== TEXT BLOCK ==
The US dollar continues to decline against the Indian rupee, as investors anticipate a robust economic rebound next year that is expected to benefit emerging market economies like India. The greenback used to act as a safe haven during the COVID crisis, and the second round of stimulus approved by US President Donald Trump is fueling the interest in risk assets.
At the time of writing, one US dollar buys 73.375 Indian rupees, down 0.23% as of 11:00 AM UTC. Earlier today, the USD/INR pair touched the lowest level since the end of October.
The USD Index, which tracks the American currency against a basket of six other currencies, fell 0.34% to 89.963.
Besides a weakening dollar, the rupee benefited from the Reserve Bank of India (RBI) reiterating its 4% inflation target, which seems to cap any further easing, considering that inflation is now at about 7%.
===
THINGS TO DO:
(a) Reproduce the part of the passage on the dollar and the rupee between "The US dollar" and "at about 7%.", inclusive.
(b) Render this sentence from the passage on the dollar and the rupee into Spanish: "Earlier today, the USD/INR pair touched the lowest level since the end of October."
(c) According to the passage on the dollar and the rupee, what inflation target did the Reserve Bank of India reiterate?
The saved entries are separate material, unrelated to the passage on the dollar and the rupee.
== PROVIDED MATERIAL ==
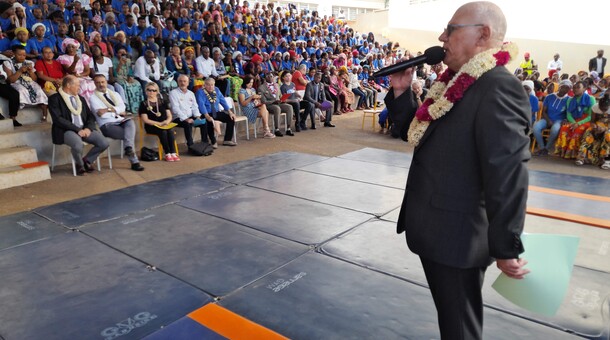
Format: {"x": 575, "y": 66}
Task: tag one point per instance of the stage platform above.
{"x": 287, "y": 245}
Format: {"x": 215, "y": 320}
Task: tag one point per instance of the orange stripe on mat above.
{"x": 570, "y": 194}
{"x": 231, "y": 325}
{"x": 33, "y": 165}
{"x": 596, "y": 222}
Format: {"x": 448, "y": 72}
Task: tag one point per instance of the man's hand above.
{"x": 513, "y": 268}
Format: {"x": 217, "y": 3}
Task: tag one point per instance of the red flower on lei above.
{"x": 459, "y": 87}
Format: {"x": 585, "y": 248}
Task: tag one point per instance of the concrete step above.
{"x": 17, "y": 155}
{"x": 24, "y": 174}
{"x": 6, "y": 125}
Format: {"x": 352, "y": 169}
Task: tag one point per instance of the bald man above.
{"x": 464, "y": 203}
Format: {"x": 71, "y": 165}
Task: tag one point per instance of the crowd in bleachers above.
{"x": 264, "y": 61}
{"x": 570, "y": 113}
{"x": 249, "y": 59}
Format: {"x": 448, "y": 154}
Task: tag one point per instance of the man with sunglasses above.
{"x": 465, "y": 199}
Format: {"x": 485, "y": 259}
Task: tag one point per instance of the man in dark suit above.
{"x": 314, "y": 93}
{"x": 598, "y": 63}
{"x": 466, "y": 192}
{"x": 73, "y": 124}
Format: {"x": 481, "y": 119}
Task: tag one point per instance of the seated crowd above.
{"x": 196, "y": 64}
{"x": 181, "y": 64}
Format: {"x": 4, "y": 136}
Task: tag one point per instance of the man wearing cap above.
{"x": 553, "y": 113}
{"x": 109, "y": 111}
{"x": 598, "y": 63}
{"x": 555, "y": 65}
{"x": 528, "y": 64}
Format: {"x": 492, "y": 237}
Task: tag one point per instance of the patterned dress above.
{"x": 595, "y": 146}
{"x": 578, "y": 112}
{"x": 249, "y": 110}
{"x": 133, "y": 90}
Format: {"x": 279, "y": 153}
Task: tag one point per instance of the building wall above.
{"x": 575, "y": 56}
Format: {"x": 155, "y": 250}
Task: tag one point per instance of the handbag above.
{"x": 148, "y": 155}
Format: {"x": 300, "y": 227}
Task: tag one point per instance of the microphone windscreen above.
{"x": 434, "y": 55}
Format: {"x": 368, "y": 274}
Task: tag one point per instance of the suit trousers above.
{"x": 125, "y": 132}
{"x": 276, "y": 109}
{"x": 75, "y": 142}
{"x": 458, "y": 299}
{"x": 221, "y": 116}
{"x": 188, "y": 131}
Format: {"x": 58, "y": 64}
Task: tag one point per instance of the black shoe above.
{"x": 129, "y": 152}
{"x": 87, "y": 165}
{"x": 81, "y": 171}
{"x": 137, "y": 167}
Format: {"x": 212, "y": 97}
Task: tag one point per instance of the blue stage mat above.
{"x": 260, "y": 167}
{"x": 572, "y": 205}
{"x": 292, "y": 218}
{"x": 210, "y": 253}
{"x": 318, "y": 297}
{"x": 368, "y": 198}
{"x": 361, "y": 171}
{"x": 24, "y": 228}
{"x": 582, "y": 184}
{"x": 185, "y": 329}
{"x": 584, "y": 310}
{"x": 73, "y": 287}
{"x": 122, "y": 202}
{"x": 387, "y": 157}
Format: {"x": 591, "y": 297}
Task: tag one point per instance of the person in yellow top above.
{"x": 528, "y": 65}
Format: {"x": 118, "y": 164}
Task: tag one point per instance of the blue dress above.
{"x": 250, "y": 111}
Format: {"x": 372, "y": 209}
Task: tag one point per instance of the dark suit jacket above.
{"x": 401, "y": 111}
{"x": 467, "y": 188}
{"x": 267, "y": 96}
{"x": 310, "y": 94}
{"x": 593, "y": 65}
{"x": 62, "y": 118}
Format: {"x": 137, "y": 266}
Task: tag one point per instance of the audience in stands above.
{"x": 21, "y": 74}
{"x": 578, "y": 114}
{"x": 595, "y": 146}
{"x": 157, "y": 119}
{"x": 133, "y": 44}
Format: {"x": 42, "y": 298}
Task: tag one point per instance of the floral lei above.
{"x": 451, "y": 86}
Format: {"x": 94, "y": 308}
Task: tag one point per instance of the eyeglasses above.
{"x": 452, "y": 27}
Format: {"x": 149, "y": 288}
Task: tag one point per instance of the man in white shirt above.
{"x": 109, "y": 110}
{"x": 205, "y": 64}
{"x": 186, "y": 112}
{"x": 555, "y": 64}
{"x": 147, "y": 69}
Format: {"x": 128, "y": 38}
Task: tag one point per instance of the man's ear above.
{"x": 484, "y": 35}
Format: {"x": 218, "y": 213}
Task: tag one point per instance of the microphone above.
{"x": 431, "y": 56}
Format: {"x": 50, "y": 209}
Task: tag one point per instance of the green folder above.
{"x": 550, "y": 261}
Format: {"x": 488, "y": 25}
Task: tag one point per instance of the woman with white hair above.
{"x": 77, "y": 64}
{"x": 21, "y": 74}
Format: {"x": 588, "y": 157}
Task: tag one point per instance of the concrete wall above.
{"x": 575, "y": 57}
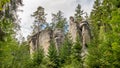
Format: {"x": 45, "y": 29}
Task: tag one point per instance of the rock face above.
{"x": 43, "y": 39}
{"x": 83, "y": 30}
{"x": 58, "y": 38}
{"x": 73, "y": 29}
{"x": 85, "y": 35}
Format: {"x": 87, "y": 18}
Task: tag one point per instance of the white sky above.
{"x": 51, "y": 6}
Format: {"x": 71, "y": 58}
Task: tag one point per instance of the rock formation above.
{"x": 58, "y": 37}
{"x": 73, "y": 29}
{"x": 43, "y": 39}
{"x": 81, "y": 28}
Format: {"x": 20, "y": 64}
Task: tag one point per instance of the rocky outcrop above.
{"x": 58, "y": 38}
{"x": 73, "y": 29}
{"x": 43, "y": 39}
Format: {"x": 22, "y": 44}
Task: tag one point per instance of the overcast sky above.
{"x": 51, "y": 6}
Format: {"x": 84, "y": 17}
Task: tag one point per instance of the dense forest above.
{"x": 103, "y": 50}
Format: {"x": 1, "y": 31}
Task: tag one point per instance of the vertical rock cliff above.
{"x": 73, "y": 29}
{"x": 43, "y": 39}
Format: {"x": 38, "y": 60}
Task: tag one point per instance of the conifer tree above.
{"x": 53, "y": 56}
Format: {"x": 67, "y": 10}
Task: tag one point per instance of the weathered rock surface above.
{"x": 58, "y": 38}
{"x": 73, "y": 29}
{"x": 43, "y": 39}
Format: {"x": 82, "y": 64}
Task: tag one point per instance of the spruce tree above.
===
== PROVIDED MATERIAL ==
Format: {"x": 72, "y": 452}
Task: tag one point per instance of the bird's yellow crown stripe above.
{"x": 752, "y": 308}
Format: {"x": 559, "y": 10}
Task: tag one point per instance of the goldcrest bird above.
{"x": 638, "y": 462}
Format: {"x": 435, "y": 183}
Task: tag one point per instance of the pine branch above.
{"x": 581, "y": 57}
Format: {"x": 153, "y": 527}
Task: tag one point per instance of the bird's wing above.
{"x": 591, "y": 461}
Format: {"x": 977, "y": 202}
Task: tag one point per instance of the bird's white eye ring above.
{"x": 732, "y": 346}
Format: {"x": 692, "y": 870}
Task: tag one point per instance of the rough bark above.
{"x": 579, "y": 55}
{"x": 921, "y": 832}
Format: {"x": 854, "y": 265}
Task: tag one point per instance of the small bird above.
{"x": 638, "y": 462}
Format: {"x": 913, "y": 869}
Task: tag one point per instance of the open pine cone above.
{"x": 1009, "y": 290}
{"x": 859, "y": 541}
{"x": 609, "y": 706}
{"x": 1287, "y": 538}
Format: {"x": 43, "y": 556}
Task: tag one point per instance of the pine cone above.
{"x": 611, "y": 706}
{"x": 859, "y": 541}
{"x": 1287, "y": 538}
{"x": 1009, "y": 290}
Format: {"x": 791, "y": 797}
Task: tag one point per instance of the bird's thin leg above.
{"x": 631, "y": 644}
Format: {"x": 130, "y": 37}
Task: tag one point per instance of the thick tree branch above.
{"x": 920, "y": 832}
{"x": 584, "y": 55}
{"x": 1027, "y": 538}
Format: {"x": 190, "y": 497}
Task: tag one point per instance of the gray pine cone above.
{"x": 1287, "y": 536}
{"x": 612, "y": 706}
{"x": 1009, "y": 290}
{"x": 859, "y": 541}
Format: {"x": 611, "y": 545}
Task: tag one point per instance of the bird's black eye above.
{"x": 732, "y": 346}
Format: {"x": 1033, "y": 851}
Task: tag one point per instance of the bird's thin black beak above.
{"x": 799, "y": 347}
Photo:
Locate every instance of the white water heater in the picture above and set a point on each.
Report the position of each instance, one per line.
===
SOLVED TASKS:
(a)
The US dollar continues to decline against the Indian rupee, as investors anticipate a robust economic rebound next year that is expected to benefit emerging market economies like India. The greenback used to act as a safe haven during the COVID crisis, and the second round of stimulus approved by US President Donald Trump is fueling the interest in risk assets.
At the time of writing, one US dollar buys 73.375 Indian rupees, down 0.23% as of 11:00 AM UTC. Earlier today, the USD/INR pair touched the lowest level since the end of October.
The USD Index, which tracks the American currency against a basket of six other currencies, fell 0.34% to 89.963.
Besides a weakening dollar, the rupee benefited from the Reserve Bank of India (RBI) reiterating its 4% inflation target, which seems to cap any further easing, considering that inflation is now at about 7%.

(b) Hoy más temprano, el par USD/INR tocó su nivel más bajo desde finales de octubre.

(c) A 4% inflation target.